=== Your objective ===
Offset every box coordinate in the material below by adding 68 to it. Rewrite each line in full, starting at the line containing "frame, including partially occluded or truncated instances." and ending at the line containing "173 161 194 166", and output only that span with its other wording unchanged.

=== Provided records ===
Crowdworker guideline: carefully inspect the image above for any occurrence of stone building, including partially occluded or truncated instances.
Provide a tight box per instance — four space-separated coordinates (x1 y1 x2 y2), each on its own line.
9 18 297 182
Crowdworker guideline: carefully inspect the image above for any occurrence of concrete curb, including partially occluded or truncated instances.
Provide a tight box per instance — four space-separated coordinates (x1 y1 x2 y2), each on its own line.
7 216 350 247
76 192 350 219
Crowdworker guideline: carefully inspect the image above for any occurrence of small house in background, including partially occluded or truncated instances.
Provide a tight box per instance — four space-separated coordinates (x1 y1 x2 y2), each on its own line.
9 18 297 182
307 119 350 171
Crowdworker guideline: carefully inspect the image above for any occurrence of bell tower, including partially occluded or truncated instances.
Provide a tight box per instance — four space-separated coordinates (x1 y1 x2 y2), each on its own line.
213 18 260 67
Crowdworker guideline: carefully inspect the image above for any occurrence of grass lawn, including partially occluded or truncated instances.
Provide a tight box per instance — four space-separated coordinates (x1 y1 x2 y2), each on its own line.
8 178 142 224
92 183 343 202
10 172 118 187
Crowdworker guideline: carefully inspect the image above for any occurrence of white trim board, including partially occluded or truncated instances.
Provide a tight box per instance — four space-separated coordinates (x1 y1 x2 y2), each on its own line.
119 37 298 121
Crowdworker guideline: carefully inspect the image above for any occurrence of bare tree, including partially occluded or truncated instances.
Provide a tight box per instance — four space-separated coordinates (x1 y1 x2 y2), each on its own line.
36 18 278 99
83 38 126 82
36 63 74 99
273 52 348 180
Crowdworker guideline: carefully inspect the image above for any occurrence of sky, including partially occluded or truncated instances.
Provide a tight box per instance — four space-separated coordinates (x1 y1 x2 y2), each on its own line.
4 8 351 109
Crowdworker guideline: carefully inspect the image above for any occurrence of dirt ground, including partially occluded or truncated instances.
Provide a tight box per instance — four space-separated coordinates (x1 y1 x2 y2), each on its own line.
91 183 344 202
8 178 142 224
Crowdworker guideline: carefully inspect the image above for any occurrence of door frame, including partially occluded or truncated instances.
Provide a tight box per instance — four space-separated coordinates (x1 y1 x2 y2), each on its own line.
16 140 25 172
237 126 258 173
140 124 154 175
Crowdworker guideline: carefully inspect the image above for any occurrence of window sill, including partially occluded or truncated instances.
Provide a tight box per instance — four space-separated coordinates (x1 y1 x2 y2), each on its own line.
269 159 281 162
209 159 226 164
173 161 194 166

* * *

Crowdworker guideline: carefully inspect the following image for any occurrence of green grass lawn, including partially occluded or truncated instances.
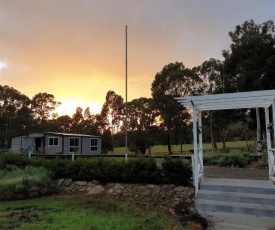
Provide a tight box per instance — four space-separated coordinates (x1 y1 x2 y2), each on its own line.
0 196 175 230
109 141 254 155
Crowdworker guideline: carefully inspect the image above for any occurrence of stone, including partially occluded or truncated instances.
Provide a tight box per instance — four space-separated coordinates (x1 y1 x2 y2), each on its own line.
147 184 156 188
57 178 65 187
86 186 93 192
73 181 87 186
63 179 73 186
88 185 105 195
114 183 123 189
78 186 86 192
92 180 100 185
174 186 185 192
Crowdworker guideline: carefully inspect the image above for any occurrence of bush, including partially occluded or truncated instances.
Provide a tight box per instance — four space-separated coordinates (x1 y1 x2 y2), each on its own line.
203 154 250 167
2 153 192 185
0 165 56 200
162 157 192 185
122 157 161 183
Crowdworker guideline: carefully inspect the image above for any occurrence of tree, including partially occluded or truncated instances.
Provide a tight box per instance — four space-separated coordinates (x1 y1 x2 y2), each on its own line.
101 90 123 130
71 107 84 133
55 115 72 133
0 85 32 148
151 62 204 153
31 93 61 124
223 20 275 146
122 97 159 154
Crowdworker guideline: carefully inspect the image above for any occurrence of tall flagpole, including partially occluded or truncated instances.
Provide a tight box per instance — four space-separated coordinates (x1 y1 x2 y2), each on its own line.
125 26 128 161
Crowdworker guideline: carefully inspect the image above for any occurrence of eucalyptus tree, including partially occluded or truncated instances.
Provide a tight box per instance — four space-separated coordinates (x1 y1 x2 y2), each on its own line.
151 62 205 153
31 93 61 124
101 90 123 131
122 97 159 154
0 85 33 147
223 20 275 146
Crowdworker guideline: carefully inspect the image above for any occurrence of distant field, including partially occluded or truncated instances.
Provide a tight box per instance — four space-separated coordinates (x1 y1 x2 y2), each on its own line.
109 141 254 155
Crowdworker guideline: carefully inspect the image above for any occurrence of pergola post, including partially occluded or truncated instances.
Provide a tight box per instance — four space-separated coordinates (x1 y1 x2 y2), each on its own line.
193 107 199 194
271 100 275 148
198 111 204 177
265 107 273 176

=== Solution to this exercise ===
Crowdworker guideline: carefully inspect the image above for any occurrence of door frame, including partially occluded or truncated instances.
Provide a tight box per instance — four space-separated coordinates (x1 y1 x2 y2), each on its own line.
84 208 93 240
305 194 326 241
208 192 222 243
Crowdworker guideline: carefully inspect the image above for any occurrence of window sill, including partially occluded or truncated instances.
Provide a tight box per instance — four space-separated coordinates (x1 y1 x2 y2), each on its own line.
337 227 349 230
277 227 294 232
241 229 262 234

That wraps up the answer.